#### Short problem A
Answer these questions about the Soviet aide-mémoire to President Nixon:
(i) In which city did the meetings with the Soviet leaders take place?
(ii) Which bilateral Soviet-American question does the text single out by name?
(iii) What activity does Moscow note is now on the increase?
#### Short problem B
Write the next portion of the Soviet aide-mémoire to President Nixon, picking up after its final sentence.

#### Document

--- --- ---

Aide-Mémoire From the Soviet Leadership to President Nixon

While in Moscow [I] had meetings with the Soviet leaders in the course of which we discussed questions of relations between the USSR and the US.

[Page 283]

The President is aware of the importance with which Soviet-American relations are viewed by our side and of the significance attached to them in Moscow. Enough time has now passed since the inauguration of the new administration in the United States to permit an evaluation of the state of Soviet-American relations in the light of the exchange of opinion that has since taken place between our Governments, as well as of the events that have occurred in the world.

I am instructed to frankly inform the President that Moscow is not satisfied with the present state of relations between the USSR and the US. One gets the impression that the American side, while declaring in general words that it is ready to pursue negotiations with the Soviet Union, evades, in fact, concrete discussion of a whole number of major questions, such as measures to be taken to ensure that allied agreements reflecting the results of World War II and outlining steps for securing peace be put into life; greater coordination of our actions aimed at settling in practice the Middle East conflict, as well as certain concrete questions of bilateral Soviet-American relations, in particular, that of trade. Moreover, in a number of cases the American side has taken steps which obviously run counter to the declarations in favor of improving relations between our countries. All this cannot but alert us and, in any case, cannot contribute to better trust which is so necessary for relations between our Governments if we are indeed to make progress in removing the abnormalities that have piled up in our relations in the past, and in settling major international issues fraught with dangerous crises.

With this in mind the Soviet Government decided to outline for the President its considerations on a number of concrete questions.

2.

[sic] It is known, for example, that the Soviet Government has expressed readiness to follow the path that would facilitate doing away with the existing military blocks and groupings which, without doubt, would make a most positive impact on the world situation. Unfortunately, one has to conclude that those statements have not met a positive response from the US Government. On the contrary, it is noted in Moscow that the activity of NATO is now on the increase.

--- --- ---

#### Source data
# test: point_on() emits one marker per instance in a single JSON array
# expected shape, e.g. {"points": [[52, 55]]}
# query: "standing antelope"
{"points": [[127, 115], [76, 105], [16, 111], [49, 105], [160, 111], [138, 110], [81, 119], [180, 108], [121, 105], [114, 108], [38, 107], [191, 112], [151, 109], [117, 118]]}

--- --- ---

#### Answer A
(i) Moscow
(ii) Trade
(iii) The activity of NATO

#### Answer B
Or take, for instance, the question of drawing a line through the vestiges of the Second World War in Europe and fixating the situation that has developed there. We on our part have always expressed readiness and proposed concrete ways for a just settlement of the questions involved, with due regard to the existing realities. The American side, however, acts contrary to the obligations assumed by the United States under the Allied agreements. Why could not the US, together with the USSR as great powers and allies in the past war, make necessary efforts at last in that important field?

The Soviet side stands prepared now to start an exchange of views with the US also on the question of West Berlin. Such an exchange of [Page 284]views, in our opinion, can be useful if both sides are guided by the aim of contributing to a relaxation of tension in Europe and of preventing in the future frictions and complications dangerous for the maintenance of peace and stability in Europe.

3.

It is also known that the US and the USSR have long been conducting an exchange of views on Middle East settlement We would like to say with all frankness, however, that, in our opinion, there has been no significant progress in this matter so far, while the situation in the Middle East in the meantime, far from getting normalized, is further deteriorating. In our deep conviction, such a course of events in no small degree is due to the failure on the part of the US to make adequate efforts to bring to an end the present arrogant behaviour of Israel which deliberately aggravates the situation and is wrecking a settlement.

Moscow would like to hope that the President will give this question all due attention and that appropriate steps will be taken from the American side to put an end to Israel’s obstructionism which would pave the way toward achieving a just settlement in the Middle East.

4.

In Moscow development of events around Vietnam is being watched closely as before.

The Soviet Union, as in the past, is interested in a speediest peaceful settlement of the Vietnam conflict through negotiations and on the basis of respect for the rights and aspirations of the Vietnamese people. We can responsibly state that the position of our Vietnamese friends is the same.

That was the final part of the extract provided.